## Source passage
>> Begin
Trip to Uganda: Celebrating 13 newly licensed pastors

Trip to Uganda: Celebrating 13 newly licensed pastors

South Sudanese pastors receive their licenses at Annual Conference in Uganda on Aug. 23.


ALCOA, Tenn. (Sept. 25, 2017) -- A highlight of the latest Holston Conference mission trip to East Africa was seeing 13 South Sudanese pastors receive their licenses to preach, said the Rev. Fred Dearing.

“They will go to school to get a diploma in theology and upon completion will be on the elder track for ordination,” said Dearing, who traveled with three other people to Uganda Aug. 13-29. “We are very proud of them.”

The pastors were licensed during the Uganda-South Sudan Annual Conference, held Aug. 23 in Mokono, Uganda. The pastors had recently completed licensing school, organized by and funded through Holston Conference.

Danny Howe also traveled to Uganda along with Fred Dearing, Libby Dearing, and Paul Bowman. He said it was the "first time South Sudanese pastors have attended Annual Conference, an opportunity for them to have a ‘coming of age’ experience in understanding their role in the larger church and how they are connected to a global ministry."

Howe is coordinator of Holston’s South Sudan mission and also, mission director at First Broad Street United Methodist Church in Kingsport, Tenn.

Some of the lay members and pastors from South Sudan were placed on East Africa Conference committees, another first that was encouraging to them. “They are growing in understanding of the structure and how to participate,” Dearing said.

Five of the newly licensed pastors were enrolled in Uganda Christian University in Arua. Eight will be enrolled in the United Methodist Bible College for Course of Study.

 

LOOKING FOR HOPE

Fred and Libby Dearing returned to East Africa for the 16-day trip after having lived and served in South Sudan from 2011 to 2016. Bowman represented the Holston Conference Foundation on the trip.
>> End
## Goals
**A)** Count the lines in the rows below that contain the string "Query", matching case exactly, and give only the number.
**B)** Write the next part of the article about the Holston Conference trip to Uganda, picking up right after its last sentence.

## Data lines
>> Begin
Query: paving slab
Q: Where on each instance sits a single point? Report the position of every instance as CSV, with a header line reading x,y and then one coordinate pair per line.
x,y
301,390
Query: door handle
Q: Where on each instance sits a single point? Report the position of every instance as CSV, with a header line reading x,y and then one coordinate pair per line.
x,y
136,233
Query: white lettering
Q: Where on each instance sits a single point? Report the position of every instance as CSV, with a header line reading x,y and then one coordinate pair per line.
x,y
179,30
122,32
>> End
>> Begin
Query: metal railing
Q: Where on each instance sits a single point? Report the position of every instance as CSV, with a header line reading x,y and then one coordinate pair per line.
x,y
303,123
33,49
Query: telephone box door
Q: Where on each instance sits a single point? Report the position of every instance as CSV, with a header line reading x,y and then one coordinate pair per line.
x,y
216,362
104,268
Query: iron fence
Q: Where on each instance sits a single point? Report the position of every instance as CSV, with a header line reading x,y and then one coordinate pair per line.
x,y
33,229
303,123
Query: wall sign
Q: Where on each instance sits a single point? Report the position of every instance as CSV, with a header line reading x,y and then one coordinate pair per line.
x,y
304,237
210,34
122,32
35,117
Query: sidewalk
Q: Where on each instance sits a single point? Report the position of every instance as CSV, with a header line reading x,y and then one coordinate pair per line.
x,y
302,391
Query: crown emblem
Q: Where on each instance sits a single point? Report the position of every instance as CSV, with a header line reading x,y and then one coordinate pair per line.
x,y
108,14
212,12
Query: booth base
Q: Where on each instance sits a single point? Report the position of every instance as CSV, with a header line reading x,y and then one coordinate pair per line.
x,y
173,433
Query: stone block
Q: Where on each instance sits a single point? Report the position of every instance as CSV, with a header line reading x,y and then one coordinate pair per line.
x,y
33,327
>> End
## Written responses
**A)** 11

**B)**
The team visited Uganda because the South Sudanese people who Holston Conference has been in ministry with since 2008 were forced to flee from their home nation between July and September 2016. War and violence in South Sudan led an estimated 1 million people to seek safety in refugee camps in northern Uganda.

Among the refugees are 36 orphans and about 15 staff members in Holston Conference’s care. Twelve United Methodist pastors and other staff members remain in South Sudan, Dearing said.

“We found people who are needing encouragement and hope to continue looking to a future to return to their homeland,” Dearing said.

The children are being well cared for by the staff, Howe said. Funds from Holston’s 2016 special offering as well as Libby Dearing’s jewelry sales are providing educational and food supplement to what is already being provided by the United Nations High Commissioner for Refugees.

“The food rations are irregular and are sometimes reduced,” Dearing said.

United Methodist pastors living in the refugee camps have established 11 churches in three camps, Dearing said. “There are 1,534 members and almost half are children.” Four churches are under roof and seven are in temporary shelters. The pastors have requested financial aid from Holston in providing metal roofs or tarps and poles.

The team was encouraged to reunite with staff now living in and protecting the Captain’s House in Yei, South Sudan. (Staff members traveled to Uganda to meet with the Holston team.) Staff salaries were reduced based on available funds, according to Dearing.

None of the churches, schools, or other buildings on the two Grace Home compounds (near Yei and Kenyi in South Sudan) have been destroyed. However, “the churches [congregations] have moved into the bush, trying to move away from the violence,” Dearing said. Of the schools that were housed in most of the 20 United Methodist churches established in South Sudan, one school remains open.

Howe said it was difficult to realize that South Sudanese brothers and sisters are “beginning to settle in for the long haul” in resettlement camps, perhaps for the next five to 10 years. “But, we understand now more than ever that God will not walk away. And we, the people of God who call themselves United Methodists, cannot walk away in the midst of an opportunity to extend God’s faithfulness through our prayers, our presence, our gifts and our service.”

 

See also:
New normal: South Sudanese orphans adjust to life in Uganda (The Call, 12/19/16)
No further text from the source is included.